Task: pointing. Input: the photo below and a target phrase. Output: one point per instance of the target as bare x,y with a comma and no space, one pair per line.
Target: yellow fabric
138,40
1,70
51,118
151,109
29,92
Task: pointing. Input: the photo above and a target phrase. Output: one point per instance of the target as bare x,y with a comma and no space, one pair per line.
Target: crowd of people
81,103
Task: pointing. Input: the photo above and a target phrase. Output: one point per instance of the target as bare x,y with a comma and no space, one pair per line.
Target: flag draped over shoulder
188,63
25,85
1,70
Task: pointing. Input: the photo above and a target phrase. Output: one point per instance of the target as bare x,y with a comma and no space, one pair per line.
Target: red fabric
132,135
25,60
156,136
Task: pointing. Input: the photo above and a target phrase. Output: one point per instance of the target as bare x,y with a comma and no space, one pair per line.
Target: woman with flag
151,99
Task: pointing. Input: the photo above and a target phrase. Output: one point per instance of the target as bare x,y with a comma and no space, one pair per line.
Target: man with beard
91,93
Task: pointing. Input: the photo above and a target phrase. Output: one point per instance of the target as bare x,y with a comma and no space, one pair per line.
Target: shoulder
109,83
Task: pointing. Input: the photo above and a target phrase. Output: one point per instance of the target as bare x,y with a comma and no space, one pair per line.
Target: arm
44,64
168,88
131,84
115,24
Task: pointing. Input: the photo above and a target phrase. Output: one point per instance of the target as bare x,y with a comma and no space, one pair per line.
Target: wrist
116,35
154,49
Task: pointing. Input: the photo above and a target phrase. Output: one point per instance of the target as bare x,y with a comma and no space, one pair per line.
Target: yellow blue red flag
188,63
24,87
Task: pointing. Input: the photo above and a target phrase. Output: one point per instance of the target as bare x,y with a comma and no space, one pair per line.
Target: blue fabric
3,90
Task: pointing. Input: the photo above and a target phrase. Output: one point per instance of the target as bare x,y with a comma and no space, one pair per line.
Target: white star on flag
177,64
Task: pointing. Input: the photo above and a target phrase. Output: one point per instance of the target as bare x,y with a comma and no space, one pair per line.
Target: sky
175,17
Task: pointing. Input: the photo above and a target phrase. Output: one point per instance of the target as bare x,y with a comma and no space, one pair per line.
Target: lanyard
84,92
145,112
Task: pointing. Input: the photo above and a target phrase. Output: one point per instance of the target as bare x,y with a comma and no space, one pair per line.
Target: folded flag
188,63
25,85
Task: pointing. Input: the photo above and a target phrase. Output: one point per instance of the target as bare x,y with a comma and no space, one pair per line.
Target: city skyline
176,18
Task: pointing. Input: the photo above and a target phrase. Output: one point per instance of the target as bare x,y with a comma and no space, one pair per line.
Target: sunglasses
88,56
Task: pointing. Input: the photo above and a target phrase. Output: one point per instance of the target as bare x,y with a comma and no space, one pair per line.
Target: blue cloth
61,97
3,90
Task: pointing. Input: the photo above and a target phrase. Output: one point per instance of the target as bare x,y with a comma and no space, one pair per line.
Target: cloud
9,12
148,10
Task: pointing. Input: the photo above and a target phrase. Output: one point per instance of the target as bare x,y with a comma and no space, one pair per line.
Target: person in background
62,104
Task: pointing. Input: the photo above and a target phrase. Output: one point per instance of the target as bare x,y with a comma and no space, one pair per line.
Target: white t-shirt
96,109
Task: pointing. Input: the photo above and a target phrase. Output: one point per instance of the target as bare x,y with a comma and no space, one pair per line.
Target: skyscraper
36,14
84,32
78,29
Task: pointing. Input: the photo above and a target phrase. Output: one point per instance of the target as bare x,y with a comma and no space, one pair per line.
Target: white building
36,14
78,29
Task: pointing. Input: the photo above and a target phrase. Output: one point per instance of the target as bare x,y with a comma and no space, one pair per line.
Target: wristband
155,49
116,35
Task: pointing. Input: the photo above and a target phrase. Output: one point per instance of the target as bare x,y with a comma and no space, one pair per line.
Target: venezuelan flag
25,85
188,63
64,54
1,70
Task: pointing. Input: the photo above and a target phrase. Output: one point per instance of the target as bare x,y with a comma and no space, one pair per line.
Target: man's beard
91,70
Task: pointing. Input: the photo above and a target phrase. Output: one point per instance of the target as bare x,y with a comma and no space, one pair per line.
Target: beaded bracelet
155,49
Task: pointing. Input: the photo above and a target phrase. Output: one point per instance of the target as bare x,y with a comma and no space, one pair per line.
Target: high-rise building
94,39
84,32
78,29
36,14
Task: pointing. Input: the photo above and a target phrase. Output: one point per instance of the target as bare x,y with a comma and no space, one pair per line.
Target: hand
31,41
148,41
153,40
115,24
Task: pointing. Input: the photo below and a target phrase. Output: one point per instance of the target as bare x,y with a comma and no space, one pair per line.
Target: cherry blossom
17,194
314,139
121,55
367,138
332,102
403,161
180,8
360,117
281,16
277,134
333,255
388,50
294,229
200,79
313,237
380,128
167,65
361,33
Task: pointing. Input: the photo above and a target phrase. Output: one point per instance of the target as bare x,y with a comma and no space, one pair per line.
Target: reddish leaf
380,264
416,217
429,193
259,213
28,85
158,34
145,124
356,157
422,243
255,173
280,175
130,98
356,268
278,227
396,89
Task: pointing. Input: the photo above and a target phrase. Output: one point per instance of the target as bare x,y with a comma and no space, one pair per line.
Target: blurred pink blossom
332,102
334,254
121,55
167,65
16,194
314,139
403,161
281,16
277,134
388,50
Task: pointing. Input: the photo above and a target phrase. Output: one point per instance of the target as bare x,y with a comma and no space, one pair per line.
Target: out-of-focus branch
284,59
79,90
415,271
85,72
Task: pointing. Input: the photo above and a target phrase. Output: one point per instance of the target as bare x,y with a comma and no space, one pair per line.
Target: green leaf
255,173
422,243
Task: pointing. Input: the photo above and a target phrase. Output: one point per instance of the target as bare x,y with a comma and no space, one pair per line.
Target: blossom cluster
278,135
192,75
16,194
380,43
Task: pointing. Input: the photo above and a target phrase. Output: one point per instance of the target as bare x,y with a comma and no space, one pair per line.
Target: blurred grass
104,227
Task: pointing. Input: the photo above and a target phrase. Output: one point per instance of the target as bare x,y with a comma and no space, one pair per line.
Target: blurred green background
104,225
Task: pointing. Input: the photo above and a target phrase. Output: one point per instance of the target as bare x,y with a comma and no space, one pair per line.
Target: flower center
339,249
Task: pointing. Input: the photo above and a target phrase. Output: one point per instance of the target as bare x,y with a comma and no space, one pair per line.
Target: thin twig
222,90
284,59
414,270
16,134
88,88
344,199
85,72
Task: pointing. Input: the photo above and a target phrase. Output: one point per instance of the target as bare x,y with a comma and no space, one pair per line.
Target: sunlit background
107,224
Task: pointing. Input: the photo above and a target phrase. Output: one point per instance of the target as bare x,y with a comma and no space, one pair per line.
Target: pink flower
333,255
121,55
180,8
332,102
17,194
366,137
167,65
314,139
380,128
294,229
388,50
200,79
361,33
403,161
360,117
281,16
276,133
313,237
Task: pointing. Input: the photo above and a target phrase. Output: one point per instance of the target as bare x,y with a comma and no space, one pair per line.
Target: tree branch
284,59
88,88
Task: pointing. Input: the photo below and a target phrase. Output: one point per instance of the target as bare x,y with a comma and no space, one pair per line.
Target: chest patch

=======

◆ **TASK PROMPT**
Word for word, give the records again.

◆ **YOUR RESPONSE**
Task: pointing. Input: the photo below and a target phrase. Output: one point per instance of the target as bare x,y with a comma and no space, one pair per line.
Target: yellow fabric
138,40
1,70
51,118
151,109
29,92
Task: pointing. Input: the photo above and a target phrase. Output: one point per instance of the target as bare x,y with a comma and no space, one pair per line.
Target: crowd of people
81,103
Task: pointing. Input: the photo above and a target phrase. Output: one point per instance of the target as bare x,y with a comma and no space, one pair per line.
Target: flag draped over shoulder
188,63
25,85
1,70
Task: pointing. Input: the photo above and a target phrase. Output: one point per instance of the target as bare x,y with a comma and no space, one pair per line.
Target: red fabric
132,135
25,60
156,136
Task: pointing. Input: the photo above and a target phrase. Output: one point per instance of the target as bare x,y with a comma and no space, one pair per line.
Target: woman with flag
151,99
Task: pointing. Input: the photo above and a target phrase. Output: one point per instance of the target as bare x,y with a comma and no space, one pair per line.
Target: man with beard
91,93
Task: pointing. Input: the photo above and a target phrase. Output: one point per instance of the target as bare x,y with a comma and no space, one pair per line.
Target: shoulder
109,83
Task: pointing. Input: the photo above and a target phrase. Output: one point per instance of the target as bare x,y with a comma and no space, one pair per line.
Target: arm
44,64
168,88
131,84
115,24
Task: pointing. Input: the photo above and a target phrase. Output: one point per instance of the target as bare x,y with a comma and no space, one pair per line.
Target: wrist
116,35
154,49
Task: pointing. Input: the photo above and a target phrase. Output: one point per instance of the target as bare x,y with a comma and no space, one pair per line.
Target: yellow blue red flag
188,63
24,87
Task: pointing. Input: the photo above and a target phrase. Output: one point per instance of the target as bare x,y with a comma and no space, one pair per line.
Target: blue fabric
3,90
Task: pointing. Input: the photo above and a target phrase. Output: one point per instance of the target as bare x,y with a comma and no space, one pair per line.
Target: white star on flag
177,64
Task: pointing. Input: the photo above and a target phrase. Output: one point per instance of the target as bare x,y with a comma and no space, one pair per line.
Target: sky
175,17
Task: pointing. Input: the photo above and a target phrase. Output: one point per instance of the target as bare x,y with a comma and no space, one pair per line.
Target: lanyard
84,92
145,112
Task: pointing. Input: the photo above and a target phrase. Output: one point per instance of the target as bare x,y with a comma and no space, one pair per line.
Target: folded flag
188,63
25,85
Task: pointing. Input: the photo above and a target phrase. Output: one point per instance of the target as bare x,y with a comma and no space, one pair per line.
Target: city skyline
176,18
Task: pointing. Input: the photo above and a target phrase. Output: one point per instance of the target as bare x,y with a comma and no space, one pair per line.
Target: sunglasses
88,56
Task: pointing. Input: the photo above and a target phrase. Output: one point per instance of the target as bare x,y with a comma and no space, one pair per line.
Target: blue cloth
61,97
3,90
Task: pointing. Input: the photo above and a target phrase. Output: one point per instance of the target as bare x,y with a comma and no space, one pair per line.
Target: cloud
9,12
148,10
Task: pointing. Input: the photo above and a target phrase. Output: one point per instance of the target as bare x,y with a comma and no space, one pair per line.
Target: person in background
62,104
Task: pointing. Input: the photo above and a target phrase. Output: one point per instance of the target as bare x,y with a comma and no space, one pair per line.
Target: white t-shirt
96,109
Task: pointing. Input: the photo above and a target phrase. Output: one point per instance of the target as bare x,y with a comma and no space, one pair per line.
Target: skyscraper
36,14
84,32
78,29
Task: pointing. Input: the photo above and a target phrase. Output: one point per instance of the target as bare x,y with a comma and no space, one pair per line.
Target: white building
36,14
78,29
Task: pointing. Input: the photo above and a target phrase. Output: one point per instance of the target as bare x,y with a comma and no space, one pair per line.
Target: wristband
155,49
116,35
Task: pointing. Input: the photo above and a target phrase. Output: one point per instance of the target as bare x,y with a comma and no space, one pair per line.
Target: venezuelan flag
25,85
188,63
64,54
1,70
Task: pointing. Input: the photo above and a target phrase. Output: one point per instance of the target as bare x,y with a comma and no space, one pair per line.
Target: man's beard
91,70
Task: pointing. Input: the photo above and a target phrase. Output: one point per instance of the target as bare x,y with a comma and no space, one pair per line.
Target: beaded bracelet
155,49
Task: pointing. Input: the photo above and a target phrase. Output: one point per instance of the target as bare x,y with a comma and no space, one pair per line.
Target: high-rise building
94,39
84,32
78,29
36,14
Task: pointing. Input: the photo above and a target phrase. Output: one point per instance of the target as bare x,y with a comma and no space, one pair per line.
Target: hand
31,41
148,41
153,40
115,24
Task: pointing. Input: the photo below and a target phrase. Output: one point per instance of the target as bare x,y with a comma and no space, one pair per line.
Target: cherry blossom
17,194
314,139
121,55
367,138
332,102
403,161
180,8
360,117
281,16
277,134
333,255
388,50
294,229
200,79
313,237
380,128
167,65
361,33
Task: pointing. Input: the photo above and a target phrase. Output: one point per instance of the target as bare x,y with a comma and no space, one pair per line.
Target: reddish leaf
380,264
416,217
429,193
259,213
28,85
158,34
145,124
356,157
422,243
255,173
280,175
130,98
356,268
278,227
396,89
Task: pointing. Input: the photo above and a target phrase. Output: one point per instance of the target as bare x,y with a comma and no space, one pair per line.
Target: blurred pink blossom
332,102
334,254
121,55
167,65
16,194
314,139
403,161
281,16
277,134
388,50
Task: pointing. Input: the photo above and a target phrase. Output: one point per instance of the target as bare x,y with a comma and no space, one pair per line.
Target: out-of-focus branch
284,59
79,90
415,271
85,72
Task: pointing. Input: the photo above and a target phrase. Output: one point per instance of the target as bare x,y with a comma and no space, one pair per line.
Target: green leaf
255,173
422,243
Task: pointing. Input: the photo above and a target phrase. Output: one point per instance of the target as bare x,y with a comma and no space, one pair per line.
Target: blossom cluster
278,135
192,75
16,194
380,43
Task: pointing. Input: the photo above and a target phrase. Output: one point per instance of the target as bare x,y with a comma and no space, one pair per line.
Target: blurred grass
104,227
Task: pointing. Input: the photo above and a target phrase. Output: one point per instance of the target as bare x,y with a comma and no space, one pair per line.
Target: blurred green background
104,225
Task: pointing. Input: the photo above and a target phrase. Output: one point per instance of the target as bare x,y with a comma and no space, one pair per line.
Target: flower center
339,249
Task: pointing. Input: the photo above and a target phrase. Output: one point per instance of the target as bare x,y with a comma and no space, one pair per line.
Target: thin twig
222,90
284,59
414,270
16,134
88,88
344,199
85,72
Task: pointing. Input: the photo above and a target phrase. Output: one point per instance of the target as bare x,y with a comma and no space, one pair per line.
Target: sunlit background
107,224
Task: pointing. Input: the photo above and a target phrase. Output: one point per instance of the target as bare x,y with a comma and no space, one pair per line.
Target: pink flower
333,255
121,55
180,8
332,102
17,194
366,137
167,65
314,139
380,128
294,229
388,50
200,79
361,33
403,161
360,117
281,16
276,133
313,237
Task: pointing. Input: the photo above and a target phrase. Output: one point per instance of the target as bare x,y with a comma and no space, one pair per line.
Target: tree branch
284,59
88,88
Task: pointing. Input: the photo below and a target phrase. Output: one point per instance of the target as bare x,y with a comma and no space, one pair per line.
Target: chest patch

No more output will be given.